_EXERCISE DESCRIPTION_
Locate every line in the data below that contains the word "wall" and copy each of those lines.
┌─ STORED DATA
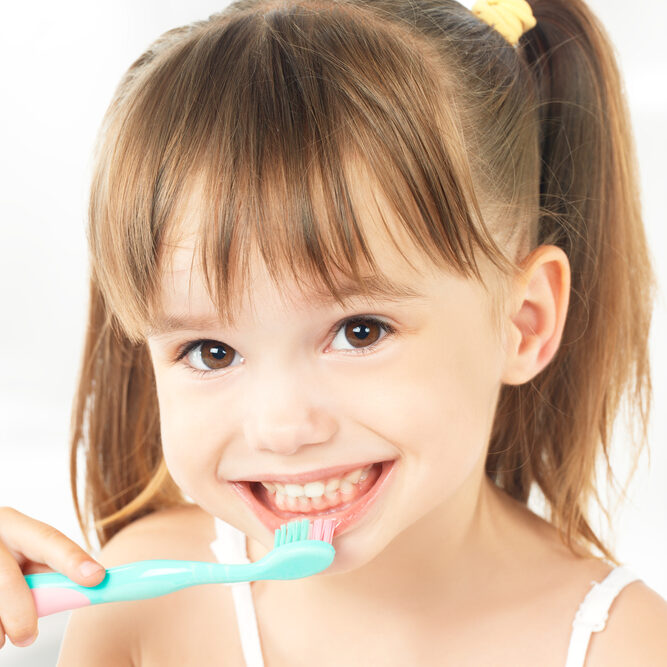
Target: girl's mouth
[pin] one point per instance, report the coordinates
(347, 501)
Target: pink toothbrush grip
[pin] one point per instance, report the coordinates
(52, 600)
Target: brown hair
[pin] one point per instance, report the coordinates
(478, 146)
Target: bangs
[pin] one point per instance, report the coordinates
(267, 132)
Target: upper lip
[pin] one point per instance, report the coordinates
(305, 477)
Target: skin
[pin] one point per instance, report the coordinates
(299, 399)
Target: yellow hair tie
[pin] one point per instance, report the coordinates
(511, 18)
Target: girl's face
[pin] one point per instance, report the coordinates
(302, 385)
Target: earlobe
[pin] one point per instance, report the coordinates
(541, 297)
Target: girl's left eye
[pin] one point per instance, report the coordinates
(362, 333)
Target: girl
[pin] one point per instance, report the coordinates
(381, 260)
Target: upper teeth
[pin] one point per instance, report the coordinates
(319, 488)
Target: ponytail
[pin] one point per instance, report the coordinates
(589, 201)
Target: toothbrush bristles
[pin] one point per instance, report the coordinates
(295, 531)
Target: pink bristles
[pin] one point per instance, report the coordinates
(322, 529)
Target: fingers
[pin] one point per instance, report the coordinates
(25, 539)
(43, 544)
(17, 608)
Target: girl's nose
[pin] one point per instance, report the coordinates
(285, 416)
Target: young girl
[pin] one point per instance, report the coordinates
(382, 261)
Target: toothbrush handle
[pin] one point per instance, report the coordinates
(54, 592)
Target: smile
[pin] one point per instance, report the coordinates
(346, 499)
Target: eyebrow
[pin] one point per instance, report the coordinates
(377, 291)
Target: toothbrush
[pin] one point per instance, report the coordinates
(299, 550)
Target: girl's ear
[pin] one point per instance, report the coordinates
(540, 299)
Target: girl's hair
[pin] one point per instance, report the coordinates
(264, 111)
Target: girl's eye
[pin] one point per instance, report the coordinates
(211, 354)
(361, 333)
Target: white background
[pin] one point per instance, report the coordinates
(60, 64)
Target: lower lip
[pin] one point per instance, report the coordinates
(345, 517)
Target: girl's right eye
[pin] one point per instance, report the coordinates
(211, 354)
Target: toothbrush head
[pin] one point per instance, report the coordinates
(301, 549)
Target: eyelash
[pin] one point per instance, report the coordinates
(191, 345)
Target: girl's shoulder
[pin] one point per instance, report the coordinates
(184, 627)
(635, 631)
└─
┌─ STORED DATA
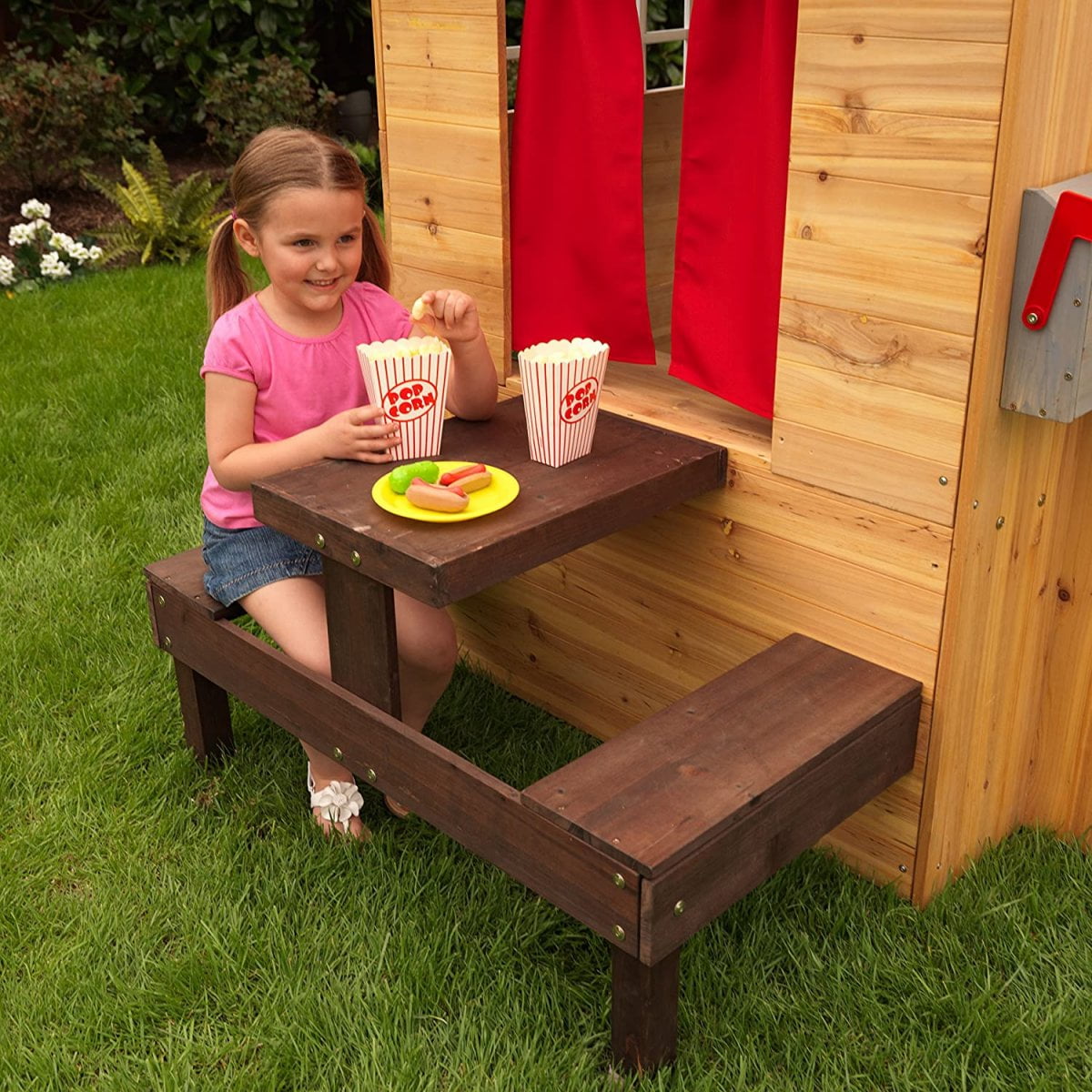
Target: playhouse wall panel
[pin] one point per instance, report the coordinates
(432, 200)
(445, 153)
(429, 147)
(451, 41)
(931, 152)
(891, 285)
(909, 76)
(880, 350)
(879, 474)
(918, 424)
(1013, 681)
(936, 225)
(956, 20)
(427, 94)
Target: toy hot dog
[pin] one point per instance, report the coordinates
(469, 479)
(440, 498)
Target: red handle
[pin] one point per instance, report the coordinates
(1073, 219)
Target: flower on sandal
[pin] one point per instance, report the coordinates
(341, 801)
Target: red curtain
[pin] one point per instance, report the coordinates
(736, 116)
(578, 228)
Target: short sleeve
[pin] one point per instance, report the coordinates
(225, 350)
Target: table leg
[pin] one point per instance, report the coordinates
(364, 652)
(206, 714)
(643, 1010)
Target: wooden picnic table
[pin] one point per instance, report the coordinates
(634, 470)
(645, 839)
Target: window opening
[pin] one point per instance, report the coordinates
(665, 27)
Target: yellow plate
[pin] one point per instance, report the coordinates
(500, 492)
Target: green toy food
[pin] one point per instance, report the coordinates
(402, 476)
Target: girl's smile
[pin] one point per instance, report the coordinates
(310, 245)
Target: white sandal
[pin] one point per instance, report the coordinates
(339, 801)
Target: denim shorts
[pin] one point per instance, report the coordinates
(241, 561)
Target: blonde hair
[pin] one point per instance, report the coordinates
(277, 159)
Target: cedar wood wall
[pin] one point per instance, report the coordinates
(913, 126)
└─
_TASK SOLUTION_
Target: playhouse wall panel
Target: cedar wood wall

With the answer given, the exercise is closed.